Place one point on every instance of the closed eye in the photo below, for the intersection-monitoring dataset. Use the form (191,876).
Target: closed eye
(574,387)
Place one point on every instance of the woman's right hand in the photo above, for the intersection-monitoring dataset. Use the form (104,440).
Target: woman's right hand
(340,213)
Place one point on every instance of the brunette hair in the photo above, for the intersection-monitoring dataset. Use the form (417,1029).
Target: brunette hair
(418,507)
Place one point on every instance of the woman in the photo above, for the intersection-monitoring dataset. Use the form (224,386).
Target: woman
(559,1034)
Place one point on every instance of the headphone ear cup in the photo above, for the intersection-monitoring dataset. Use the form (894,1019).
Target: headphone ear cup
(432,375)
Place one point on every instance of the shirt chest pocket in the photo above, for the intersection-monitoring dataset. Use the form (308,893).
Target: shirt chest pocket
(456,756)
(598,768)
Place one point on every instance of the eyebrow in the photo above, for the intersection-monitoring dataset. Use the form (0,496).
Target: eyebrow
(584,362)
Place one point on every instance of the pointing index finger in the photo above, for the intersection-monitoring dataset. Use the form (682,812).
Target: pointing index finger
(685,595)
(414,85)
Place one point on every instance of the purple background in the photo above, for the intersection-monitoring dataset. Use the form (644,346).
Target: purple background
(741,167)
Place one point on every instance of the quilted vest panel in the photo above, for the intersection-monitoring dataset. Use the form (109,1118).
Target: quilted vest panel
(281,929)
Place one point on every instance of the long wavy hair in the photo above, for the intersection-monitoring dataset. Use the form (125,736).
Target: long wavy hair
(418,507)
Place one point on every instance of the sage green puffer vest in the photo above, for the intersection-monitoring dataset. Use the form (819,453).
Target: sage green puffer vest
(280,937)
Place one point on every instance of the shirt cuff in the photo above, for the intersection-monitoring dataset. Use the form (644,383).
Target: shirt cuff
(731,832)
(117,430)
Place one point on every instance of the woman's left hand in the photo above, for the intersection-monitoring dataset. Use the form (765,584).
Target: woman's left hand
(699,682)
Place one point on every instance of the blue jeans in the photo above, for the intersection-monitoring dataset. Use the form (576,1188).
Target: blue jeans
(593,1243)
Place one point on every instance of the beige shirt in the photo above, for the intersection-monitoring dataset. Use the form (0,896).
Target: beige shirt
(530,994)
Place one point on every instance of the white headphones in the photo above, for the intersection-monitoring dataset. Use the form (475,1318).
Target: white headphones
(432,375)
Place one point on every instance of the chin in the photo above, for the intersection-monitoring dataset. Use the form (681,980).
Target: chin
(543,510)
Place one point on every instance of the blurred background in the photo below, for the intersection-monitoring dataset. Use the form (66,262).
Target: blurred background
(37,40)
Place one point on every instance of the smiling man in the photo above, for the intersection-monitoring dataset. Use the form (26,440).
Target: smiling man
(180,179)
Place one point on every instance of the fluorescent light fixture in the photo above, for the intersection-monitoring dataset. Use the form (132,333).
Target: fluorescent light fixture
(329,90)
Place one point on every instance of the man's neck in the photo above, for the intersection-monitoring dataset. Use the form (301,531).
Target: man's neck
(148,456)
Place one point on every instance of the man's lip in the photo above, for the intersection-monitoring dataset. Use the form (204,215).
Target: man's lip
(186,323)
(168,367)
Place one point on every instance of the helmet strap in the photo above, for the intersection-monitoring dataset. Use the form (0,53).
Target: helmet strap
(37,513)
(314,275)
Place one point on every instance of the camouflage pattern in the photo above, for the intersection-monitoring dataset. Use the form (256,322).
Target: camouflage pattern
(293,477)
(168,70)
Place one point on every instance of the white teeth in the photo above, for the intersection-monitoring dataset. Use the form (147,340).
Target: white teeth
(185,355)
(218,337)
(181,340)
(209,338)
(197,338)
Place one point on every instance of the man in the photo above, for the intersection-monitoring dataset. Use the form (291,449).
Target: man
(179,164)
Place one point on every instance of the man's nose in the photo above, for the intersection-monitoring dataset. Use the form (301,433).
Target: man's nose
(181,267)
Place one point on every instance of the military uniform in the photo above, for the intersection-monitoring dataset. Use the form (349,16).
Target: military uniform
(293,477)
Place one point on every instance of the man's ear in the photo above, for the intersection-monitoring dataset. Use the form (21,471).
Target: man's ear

+---+

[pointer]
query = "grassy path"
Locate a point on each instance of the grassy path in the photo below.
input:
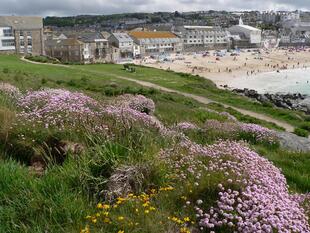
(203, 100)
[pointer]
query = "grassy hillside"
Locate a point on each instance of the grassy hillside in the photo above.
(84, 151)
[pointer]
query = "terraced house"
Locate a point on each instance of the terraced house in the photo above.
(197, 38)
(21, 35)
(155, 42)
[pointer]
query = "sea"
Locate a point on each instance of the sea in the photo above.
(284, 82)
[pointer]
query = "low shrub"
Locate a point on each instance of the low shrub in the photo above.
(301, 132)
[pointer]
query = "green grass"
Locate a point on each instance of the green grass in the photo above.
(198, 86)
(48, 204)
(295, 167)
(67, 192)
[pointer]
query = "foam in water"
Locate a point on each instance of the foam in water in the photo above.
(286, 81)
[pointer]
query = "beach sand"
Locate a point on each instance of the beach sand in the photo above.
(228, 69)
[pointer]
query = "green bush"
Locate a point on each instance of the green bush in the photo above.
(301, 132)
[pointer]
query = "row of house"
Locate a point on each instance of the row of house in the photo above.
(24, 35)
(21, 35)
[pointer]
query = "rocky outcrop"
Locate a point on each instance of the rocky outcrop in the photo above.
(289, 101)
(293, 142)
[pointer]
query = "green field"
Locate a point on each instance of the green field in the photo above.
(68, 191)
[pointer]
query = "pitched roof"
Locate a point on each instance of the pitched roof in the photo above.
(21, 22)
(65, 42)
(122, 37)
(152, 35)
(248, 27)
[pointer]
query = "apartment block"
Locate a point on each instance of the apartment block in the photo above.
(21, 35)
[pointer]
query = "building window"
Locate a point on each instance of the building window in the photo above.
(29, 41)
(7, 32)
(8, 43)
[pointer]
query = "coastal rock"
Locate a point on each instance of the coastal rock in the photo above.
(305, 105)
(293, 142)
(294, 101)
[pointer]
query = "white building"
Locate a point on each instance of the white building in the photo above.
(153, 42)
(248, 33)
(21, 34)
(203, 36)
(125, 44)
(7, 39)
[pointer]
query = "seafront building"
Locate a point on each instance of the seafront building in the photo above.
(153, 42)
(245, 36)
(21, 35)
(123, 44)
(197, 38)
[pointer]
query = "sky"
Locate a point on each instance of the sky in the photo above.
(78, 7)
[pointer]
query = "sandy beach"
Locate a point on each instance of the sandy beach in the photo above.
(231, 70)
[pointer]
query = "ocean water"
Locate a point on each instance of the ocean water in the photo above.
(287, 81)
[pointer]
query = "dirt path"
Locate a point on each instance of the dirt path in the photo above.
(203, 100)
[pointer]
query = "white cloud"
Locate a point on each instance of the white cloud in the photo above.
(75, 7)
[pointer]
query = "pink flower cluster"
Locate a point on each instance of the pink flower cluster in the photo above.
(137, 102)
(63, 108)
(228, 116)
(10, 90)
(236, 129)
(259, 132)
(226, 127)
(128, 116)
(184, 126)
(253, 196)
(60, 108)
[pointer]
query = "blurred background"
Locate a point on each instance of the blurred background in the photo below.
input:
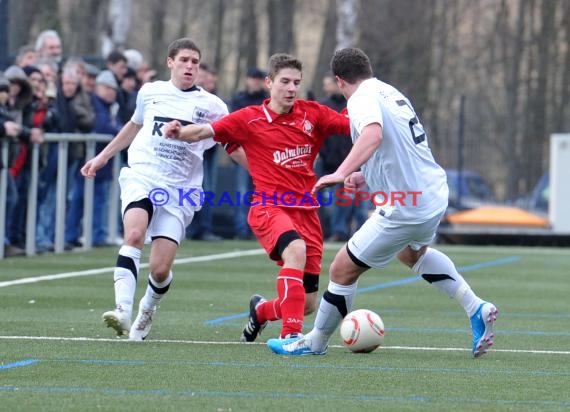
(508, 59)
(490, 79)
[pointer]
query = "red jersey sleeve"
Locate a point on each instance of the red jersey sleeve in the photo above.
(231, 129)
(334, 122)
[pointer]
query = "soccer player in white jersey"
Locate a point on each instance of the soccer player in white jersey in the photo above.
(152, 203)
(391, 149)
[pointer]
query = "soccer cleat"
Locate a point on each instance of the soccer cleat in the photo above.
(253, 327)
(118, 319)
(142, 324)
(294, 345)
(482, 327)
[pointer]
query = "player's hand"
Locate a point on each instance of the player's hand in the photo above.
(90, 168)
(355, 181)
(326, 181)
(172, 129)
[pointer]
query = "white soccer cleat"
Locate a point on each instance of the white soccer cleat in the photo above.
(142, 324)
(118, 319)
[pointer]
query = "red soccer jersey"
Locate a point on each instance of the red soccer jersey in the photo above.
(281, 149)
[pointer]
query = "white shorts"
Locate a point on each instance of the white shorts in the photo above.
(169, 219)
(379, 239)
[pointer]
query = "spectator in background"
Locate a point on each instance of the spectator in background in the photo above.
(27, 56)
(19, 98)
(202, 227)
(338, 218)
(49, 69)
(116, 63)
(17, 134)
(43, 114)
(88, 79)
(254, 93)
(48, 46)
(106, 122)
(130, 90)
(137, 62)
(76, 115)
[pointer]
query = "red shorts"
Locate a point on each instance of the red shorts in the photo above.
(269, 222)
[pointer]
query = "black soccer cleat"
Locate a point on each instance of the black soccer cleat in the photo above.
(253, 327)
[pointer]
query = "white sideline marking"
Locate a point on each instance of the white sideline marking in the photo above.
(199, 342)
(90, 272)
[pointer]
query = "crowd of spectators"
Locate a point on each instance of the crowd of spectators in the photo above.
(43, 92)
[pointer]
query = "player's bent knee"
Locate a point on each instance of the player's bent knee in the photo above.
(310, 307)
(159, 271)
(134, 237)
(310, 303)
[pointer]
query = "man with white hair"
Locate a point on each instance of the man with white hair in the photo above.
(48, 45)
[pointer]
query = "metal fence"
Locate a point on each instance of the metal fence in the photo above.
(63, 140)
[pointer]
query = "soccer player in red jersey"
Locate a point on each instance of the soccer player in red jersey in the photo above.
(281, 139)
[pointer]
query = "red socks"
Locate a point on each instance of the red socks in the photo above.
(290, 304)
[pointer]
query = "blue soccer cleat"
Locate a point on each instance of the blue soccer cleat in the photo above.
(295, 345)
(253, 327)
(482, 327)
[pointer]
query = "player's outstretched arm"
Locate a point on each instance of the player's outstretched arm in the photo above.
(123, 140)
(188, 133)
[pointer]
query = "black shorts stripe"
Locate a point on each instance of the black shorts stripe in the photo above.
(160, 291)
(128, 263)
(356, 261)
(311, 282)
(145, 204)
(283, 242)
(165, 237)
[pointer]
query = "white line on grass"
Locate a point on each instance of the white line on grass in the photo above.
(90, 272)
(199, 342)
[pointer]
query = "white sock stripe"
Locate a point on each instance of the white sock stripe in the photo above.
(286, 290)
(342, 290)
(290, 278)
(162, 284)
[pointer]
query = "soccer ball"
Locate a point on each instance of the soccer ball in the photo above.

+---+

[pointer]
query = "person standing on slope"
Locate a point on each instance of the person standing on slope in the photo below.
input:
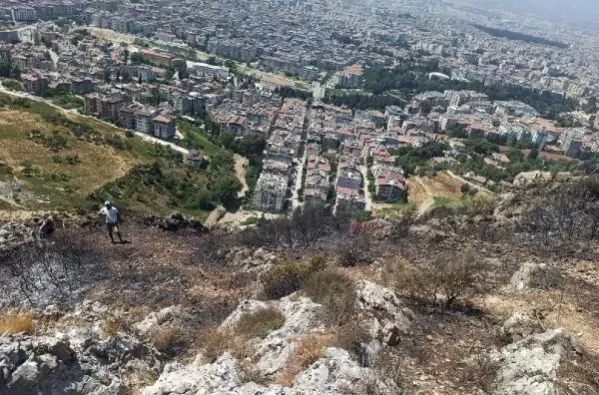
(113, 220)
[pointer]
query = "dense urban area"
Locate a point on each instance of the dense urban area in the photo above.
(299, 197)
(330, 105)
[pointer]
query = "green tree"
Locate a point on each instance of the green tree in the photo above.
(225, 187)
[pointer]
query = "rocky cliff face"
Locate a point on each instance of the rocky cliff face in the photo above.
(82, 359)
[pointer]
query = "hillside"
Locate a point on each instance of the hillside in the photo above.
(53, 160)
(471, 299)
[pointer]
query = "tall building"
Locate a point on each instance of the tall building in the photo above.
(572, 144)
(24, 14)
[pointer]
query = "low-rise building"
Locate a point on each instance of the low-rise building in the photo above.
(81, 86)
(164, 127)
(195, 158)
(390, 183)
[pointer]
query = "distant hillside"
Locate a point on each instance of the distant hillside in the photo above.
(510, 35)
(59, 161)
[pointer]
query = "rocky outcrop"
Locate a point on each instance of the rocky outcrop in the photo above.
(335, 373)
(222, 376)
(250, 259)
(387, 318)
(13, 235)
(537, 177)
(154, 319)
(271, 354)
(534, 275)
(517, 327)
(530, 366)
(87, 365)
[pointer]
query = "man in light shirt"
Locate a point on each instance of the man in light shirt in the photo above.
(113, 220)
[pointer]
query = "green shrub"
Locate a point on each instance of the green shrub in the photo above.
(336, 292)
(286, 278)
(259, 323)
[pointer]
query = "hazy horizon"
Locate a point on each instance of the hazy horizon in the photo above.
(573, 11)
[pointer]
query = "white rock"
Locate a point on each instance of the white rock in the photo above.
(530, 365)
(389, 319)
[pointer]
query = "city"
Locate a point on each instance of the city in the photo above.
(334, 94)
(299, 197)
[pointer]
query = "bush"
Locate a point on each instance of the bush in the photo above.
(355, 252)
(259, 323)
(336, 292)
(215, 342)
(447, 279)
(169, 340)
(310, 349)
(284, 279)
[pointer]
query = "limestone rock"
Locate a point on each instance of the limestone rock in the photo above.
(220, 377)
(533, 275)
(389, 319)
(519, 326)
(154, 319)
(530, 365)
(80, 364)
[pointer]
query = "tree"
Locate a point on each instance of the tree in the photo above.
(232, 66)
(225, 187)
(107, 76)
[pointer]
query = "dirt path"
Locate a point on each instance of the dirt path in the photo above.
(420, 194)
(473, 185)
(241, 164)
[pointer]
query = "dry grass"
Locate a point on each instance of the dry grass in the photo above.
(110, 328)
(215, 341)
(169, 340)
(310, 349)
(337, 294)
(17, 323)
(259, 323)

+---+

* [WRITTEN PROBLEM]
Copy the data above word for word, from the line containing "Place one point on every instance of the white teeth" through the line containing "Target: man's ear", including both of those lines.

* [CORRECT RESPONSE]
Place one point on every instance of the white teeth in the photo above, for the intersection-monitoring dataset. Use the form (147,340).
Target: white teeth
(185,355)
(218,337)
(181,340)
(209,338)
(197,338)
Place one point on every instance of the man in the photo above, for the intersection-monitoring dataset. Use the form (291,449).
Target: man
(179,164)
Place one point on every instance of the man's nose in the photo above, for the intersection-monitoring dataset. Use the form (301,433).
Target: man's nose
(181,267)
Place one point on every instance of the military uniform in the photo above, for the intersection-monitoring dataset. Use the form (349,16).
Target: military uniform
(293,477)
Place one point on every instance of the man's ear in the photo above, for the intersection-monitoring dataset. Use the form (21,471).
Target: man's ear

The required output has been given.